* WHAT YOU HAVE TO DO
Copy every line of the listing below word for word, omitting the pictures.

▶

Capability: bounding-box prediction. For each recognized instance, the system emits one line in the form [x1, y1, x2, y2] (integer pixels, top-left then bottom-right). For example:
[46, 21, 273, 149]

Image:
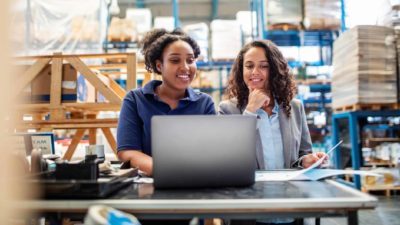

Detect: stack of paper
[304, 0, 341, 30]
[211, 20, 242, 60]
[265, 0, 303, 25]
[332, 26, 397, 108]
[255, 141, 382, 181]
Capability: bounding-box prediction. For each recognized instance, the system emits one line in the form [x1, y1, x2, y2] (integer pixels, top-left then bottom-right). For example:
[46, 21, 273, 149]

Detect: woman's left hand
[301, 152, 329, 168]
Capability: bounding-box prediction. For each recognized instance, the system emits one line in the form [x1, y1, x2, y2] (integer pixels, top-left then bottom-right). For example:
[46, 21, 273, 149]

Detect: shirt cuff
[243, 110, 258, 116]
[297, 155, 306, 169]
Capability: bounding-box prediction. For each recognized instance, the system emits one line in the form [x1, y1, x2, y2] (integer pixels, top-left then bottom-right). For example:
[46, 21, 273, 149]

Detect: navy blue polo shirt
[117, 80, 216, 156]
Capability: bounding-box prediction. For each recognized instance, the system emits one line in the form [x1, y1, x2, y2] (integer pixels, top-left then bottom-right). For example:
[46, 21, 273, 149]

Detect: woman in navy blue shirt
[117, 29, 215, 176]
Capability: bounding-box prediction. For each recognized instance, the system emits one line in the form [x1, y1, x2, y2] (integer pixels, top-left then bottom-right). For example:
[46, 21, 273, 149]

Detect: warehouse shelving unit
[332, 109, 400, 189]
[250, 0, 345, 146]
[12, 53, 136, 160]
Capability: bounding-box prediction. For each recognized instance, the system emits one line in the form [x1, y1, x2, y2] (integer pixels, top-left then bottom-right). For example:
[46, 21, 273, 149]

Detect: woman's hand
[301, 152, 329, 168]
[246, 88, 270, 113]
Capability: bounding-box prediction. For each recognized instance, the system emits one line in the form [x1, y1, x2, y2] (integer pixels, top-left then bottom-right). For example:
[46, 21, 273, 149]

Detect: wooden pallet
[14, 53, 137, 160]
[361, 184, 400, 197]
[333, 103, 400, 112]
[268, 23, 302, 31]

◀

* RESULT OF THE TASK
Capability: bounding-box prediction. For each recognized instance, the system emits one line in the form [x1, y1, x2, y2] (integer pixels, top-left then bottom-right). For example:
[46, 21, 273, 149]

Image:

Detect: stack of paper
[304, 0, 341, 30]
[211, 20, 242, 60]
[265, 0, 303, 25]
[332, 26, 397, 108]
[255, 141, 382, 181]
Capability: bounding-box prediction. For each recognized instance, the system emits one line in the form [x1, y1, x2, y2] (integer pixels, top-left then bottom-right). For example:
[46, 21, 273, 149]

Detect: woman's left hand
[301, 152, 329, 168]
Capability: bounding-box prediction. For each recognized instance, the system emits one line in the form [x1, y1, x2, y2] (integer pixels, top-left then bottom-right). For example:
[46, 21, 273, 149]

Detect: shirt cuff
[243, 110, 258, 116]
[297, 155, 306, 169]
Capability: bounding-box prediction. For each recognized instance, the system emits one line in the form [x1, y1, x2, y2] (integer pixels, top-left then bottom-right). For example:
[46, 21, 273, 149]

Detect: navy blue polo shirt
[117, 80, 216, 156]
Capability: bounding-box prediction. For each recognized instance, the system emits one line in the form [x1, y1, x2, y2] (integer pixels, top-left then bottom-right). For example:
[46, 21, 273, 149]

Detect: woman in navy blue shirt
[117, 29, 215, 176]
Capability: bounding-box prediction. For each recognized instance, the system emits one line in the form [x1, y1, x2, y2] (integer pixels, top-left then bottom-right). For example:
[46, 21, 273, 149]

Detect: warehouse shelving unit
[332, 109, 400, 189]
[250, 0, 345, 146]
[12, 53, 136, 160]
Capability: bounding-box prediction. For each recognized instance, the system emits one line in the form [x1, y1, x2, y2] (integer pixels, top-left then bottom-right). For example:
[46, 21, 273, 149]

Detect: woman's hand
[301, 152, 329, 168]
[246, 88, 270, 113]
Capability: bounding-box prediction. For each recognized instance, the system emits one line in the form [x1, y1, x2, y2] (integer pixels, top-left then bottom-right). For example:
[46, 21, 273, 149]

Detect: wooden pallet
[14, 53, 137, 160]
[361, 184, 400, 197]
[333, 103, 400, 112]
[268, 23, 302, 31]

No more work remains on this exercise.